Would you transcribe each entry exactly as it stands, omitting the pictures?

◆ **RECORDS FOR THIS TASK**

┏━━

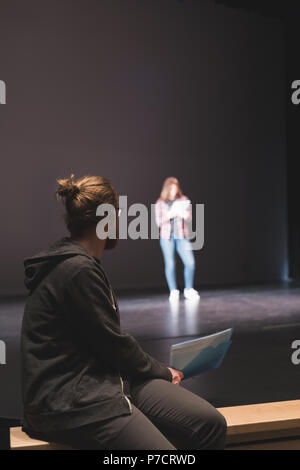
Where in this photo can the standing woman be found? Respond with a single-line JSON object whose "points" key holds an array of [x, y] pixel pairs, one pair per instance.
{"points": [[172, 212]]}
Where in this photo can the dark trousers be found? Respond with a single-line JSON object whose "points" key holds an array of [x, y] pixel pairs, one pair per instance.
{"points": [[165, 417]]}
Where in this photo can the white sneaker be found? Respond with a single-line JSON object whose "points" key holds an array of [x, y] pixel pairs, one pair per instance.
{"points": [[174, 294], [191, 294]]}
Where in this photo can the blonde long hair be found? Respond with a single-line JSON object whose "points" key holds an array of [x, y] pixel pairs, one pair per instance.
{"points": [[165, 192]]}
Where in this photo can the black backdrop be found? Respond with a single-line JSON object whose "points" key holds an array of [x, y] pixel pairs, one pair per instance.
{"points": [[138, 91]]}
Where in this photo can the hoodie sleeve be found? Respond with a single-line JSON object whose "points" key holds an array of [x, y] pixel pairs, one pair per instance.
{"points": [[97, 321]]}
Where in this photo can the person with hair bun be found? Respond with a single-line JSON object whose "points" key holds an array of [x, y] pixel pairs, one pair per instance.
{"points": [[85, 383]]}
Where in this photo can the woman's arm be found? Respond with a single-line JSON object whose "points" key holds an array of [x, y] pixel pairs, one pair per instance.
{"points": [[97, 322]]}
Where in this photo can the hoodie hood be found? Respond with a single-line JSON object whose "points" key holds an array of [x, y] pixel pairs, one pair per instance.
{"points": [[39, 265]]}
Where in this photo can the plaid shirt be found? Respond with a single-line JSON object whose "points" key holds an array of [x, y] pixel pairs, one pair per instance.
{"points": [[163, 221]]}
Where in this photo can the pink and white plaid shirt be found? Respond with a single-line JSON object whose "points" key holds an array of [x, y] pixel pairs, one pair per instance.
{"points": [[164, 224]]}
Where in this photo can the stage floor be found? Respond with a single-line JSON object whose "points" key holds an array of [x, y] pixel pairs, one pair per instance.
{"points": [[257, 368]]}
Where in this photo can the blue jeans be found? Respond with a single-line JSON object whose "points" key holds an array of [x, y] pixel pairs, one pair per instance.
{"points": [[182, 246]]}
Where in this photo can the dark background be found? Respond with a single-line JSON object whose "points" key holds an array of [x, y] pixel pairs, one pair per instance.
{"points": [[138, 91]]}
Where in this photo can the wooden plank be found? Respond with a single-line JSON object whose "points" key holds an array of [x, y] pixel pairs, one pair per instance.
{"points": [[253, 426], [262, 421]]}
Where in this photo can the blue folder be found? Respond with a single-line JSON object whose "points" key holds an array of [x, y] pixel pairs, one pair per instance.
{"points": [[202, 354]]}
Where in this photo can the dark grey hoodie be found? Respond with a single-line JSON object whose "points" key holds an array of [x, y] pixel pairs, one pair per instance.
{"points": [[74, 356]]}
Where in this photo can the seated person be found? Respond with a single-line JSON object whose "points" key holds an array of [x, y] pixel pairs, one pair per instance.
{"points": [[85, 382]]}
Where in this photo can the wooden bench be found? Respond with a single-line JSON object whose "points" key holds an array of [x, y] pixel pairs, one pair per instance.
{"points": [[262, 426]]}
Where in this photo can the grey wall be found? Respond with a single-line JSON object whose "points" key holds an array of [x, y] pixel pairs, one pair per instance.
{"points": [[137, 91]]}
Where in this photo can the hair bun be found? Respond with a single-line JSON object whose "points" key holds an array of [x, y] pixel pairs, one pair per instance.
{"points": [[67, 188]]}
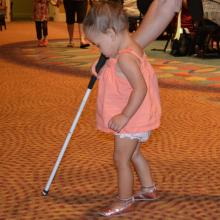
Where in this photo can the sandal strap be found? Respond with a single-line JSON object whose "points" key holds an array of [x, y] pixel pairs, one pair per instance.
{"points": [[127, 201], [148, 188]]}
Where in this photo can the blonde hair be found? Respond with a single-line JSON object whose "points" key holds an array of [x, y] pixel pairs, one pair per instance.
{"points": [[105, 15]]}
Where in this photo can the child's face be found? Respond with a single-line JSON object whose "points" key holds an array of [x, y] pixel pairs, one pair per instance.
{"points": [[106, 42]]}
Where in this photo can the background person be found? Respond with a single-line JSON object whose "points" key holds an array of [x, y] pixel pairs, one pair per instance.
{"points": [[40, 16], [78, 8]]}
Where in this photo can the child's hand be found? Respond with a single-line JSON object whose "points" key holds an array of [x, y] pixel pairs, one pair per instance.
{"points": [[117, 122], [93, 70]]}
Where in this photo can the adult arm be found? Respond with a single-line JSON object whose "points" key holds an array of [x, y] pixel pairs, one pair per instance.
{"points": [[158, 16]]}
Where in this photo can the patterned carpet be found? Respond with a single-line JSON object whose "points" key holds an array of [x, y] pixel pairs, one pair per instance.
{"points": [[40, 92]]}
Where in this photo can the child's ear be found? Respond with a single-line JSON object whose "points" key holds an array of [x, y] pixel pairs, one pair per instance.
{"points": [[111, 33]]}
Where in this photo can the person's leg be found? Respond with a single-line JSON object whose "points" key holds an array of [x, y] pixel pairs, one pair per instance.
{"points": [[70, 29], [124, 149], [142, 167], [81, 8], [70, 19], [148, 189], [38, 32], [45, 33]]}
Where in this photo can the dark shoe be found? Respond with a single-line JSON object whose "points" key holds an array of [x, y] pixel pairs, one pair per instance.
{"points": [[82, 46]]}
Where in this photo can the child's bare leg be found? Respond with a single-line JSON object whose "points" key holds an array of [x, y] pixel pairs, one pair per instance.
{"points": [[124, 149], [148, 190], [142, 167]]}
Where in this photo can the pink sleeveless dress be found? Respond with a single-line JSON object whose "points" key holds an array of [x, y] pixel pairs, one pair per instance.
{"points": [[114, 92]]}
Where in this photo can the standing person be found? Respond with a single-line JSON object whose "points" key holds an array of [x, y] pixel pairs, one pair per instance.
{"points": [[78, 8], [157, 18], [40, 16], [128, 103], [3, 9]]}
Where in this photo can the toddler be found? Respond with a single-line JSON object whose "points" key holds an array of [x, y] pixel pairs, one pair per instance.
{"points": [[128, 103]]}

┗━━

◆ **ANSWER FOR THIS EXERCISE**
Where in this photo can the standing woman be found? Respond with a single-line JSON object whose "points" key holds an array of [x, y] pixel pairs, one pair per instance.
{"points": [[172, 212]]}
Where in this photo can the dark trousers be found? Respond with a single-line JSON object whose "points" key holds an array of [x, y] pixel pairs, one pair per instance.
{"points": [[165, 417]]}
Where in this photo can the white sneaker be found? Respond with a single-line JSON object whose "points" key holds an array of [x, y] pixel pairs, one pair per instance.
{"points": [[174, 294], [191, 294]]}
Where in this photo can the blonde long hair be found? Respond with a single-line JSON object whose "points" key holds an array of [x, y] pixel pairs, one pair per instance.
{"points": [[165, 192]]}
Where in this photo can the black backdrop be found? Respond with a single-line JSON object whose "points" key holds an array of [x, y] pixel pairs, one pair per instance.
{"points": [[138, 91]]}
Where in this photo can the hoodie sleeve be found? Respond with a single-line JSON object whose "points" key holds an array of [x, y] pixel pairs, one pair per instance.
{"points": [[97, 321]]}
Where in this photo can the person with hair bun be found? Respond with a single-line JSON object whose "points" key holds an array of [x, y] pixel pairs, one pair per instance.
{"points": [[85, 383]]}
Where in this photo can the woman's arm be found? Respond with a single-line JSON object whose "points" key holds an array of [x, y] pixel pairs, one pair per instance.
{"points": [[97, 322]]}
Where in this photo can the hoodie hood be found? Respond with a single-line JSON object whose "points" key holds an array of [x, y] pixel pairs, one pair per instance.
{"points": [[39, 265]]}
Where in this photo can the plaid shirt be found? Respond with a single-line JSON object whose "points" key holds an array of [x, y] pixel pairs, one pair per instance.
{"points": [[163, 221]]}
Where in this photo can the pink and white plaid shirt be found? Respond with a single-line JSON object whose "points" key holds an array of [x, y] pixel pairs, one pair per instance.
{"points": [[164, 224]]}
Where in this photo can the stage floor be found? Respond with a single-line JSON object whose "points" key holds an array of [x, y] pixel pairs, one pair per instance.
{"points": [[257, 368]]}
Where in this photo can the blue jeans be found? Respond with a single-line JSON object whose "points" key holds an array of [x, y] pixel pairs, one pair per instance.
{"points": [[182, 246]]}
Where in this photo can the dark background be found? Respond with a single-line JSON object whose "points" key holds an array of [x, y] pixel pairs, one pair per instance.
{"points": [[138, 91]]}
Where in this photo can the wooden plank be found? Respond with a single-line JSON object whose "points" key holds an array of [x, y] pixel pairs, one pair per instance.
{"points": [[253, 426], [262, 421]]}
Where in this photo can the blue folder be found? Respond with a single-line JSON object whose "points" key holds an array of [x, y] pixel pairs, one pair per instance.
{"points": [[202, 354]]}
Where in this photo can the dark grey hoodie be found? Respond with a single-line JSON object whose "points" key holds an array of [x, y] pixel pairs, one pair per instance.
{"points": [[74, 356]]}
Where in this photo can the seated person be found? Respond with a single-line JSON object whose "points" key holds an array of [x, y] pixel pairs, one pair per instance.
{"points": [[85, 382]]}
Where in this photo can the wooden bench be found? Respond with a single-line JSON object whose "points" key holds an array of [x, y] pixel pairs, one pair per instance.
{"points": [[262, 426]]}
Where in this photo can the grey wall be found? Respond with a single-line JSON object whose "points" key holds an array of [x, y] pixel pairs, one pair per instance.
{"points": [[137, 91]]}
Where in this photo can the hair bun be found? Respond with a single-line JSON object whose "points" key holds an array of [x, y] pixel pairs, one pair per instance.
{"points": [[67, 188]]}
Where in this photo can the sandal strap be found? Respond with a single-line JSON object whose "points" key holds an array of [x, y] pixel pairs, one pair per instance.
{"points": [[127, 201], [148, 188]]}
Where in this photo can the blonde hair be found? Respond with a single-line JSON object whose "points" key holds an array of [x, y] pixel pairs, one pair per instance.
{"points": [[105, 15]]}
Where in this photo can the child's face be found? Respond with a single-line JSON object whose "points" key holds an array of [x, y] pixel pairs, one pair per instance.
{"points": [[106, 42]]}
Where in this photo can the background person be found? Respond with a single-line JSON object whose "points" key holds an array of [x, y] pixel pairs, one pair per instance.
{"points": [[40, 16], [78, 8]]}
Where in this photo can the child's hand be found? Respond with a single-line JSON object whose "points" key holds an array of [x, y] pixel pairs, one pair per instance.
{"points": [[117, 122], [93, 70]]}
Where in this photo can the adult arm be found? Respond with a single-line JSON object whose "points" key holds an array of [x, y] pixel pairs, one pair per instance.
{"points": [[158, 16]]}
Where in this photo can the patterned carpet be found? Respond with a single-line JSON object whose "points" key holds an array of [x, y] pixel pairs, one pair per instance.
{"points": [[40, 92]]}
Where in this photo can the child's ear be found? Respond with a single-line JSON object whose "points" key holds an array of [x, y] pixel pairs, one pair per instance.
{"points": [[111, 33]]}
Where in this photo can the person's leg be found? Respond with a single-line JSON object whose "points" key holds an array of [x, y] pixel pairs, one pair per instance.
{"points": [[70, 29], [124, 149], [142, 167], [81, 8], [70, 19], [148, 189], [38, 32], [45, 33]]}
Where in this photo can the dark shoe be found? Respond with a single-line JSON object whose "points" key holds an array of [x, y] pixel pairs, one pair per instance.
{"points": [[82, 46]]}
Where in this photo can the child's bare leg be found? Respond with a single-line JSON object whose "points" key holds an array of [x, y] pixel pairs, one pair per instance.
{"points": [[124, 149], [148, 190], [142, 167]]}
Where in this photo can the pink sleeveless dress be found? Respond with a single-line JSON object whose "points" key holds an array of [x, y] pixel pairs, one pair per instance.
{"points": [[114, 92]]}
Where in this photo can the standing person be found? Respond with a single-line JSON object whose "points" key holds an array of [x, y] pixel pairs, one pair per instance.
{"points": [[78, 8], [157, 18], [40, 16], [128, 103], [3, 9]]}
Where in this photo can the toddler be found? Respond with a single-line JSON object whose "points" key holds an array of [x, y] pixel pairs, one pair per instance.
{"points": [[128, 103]]}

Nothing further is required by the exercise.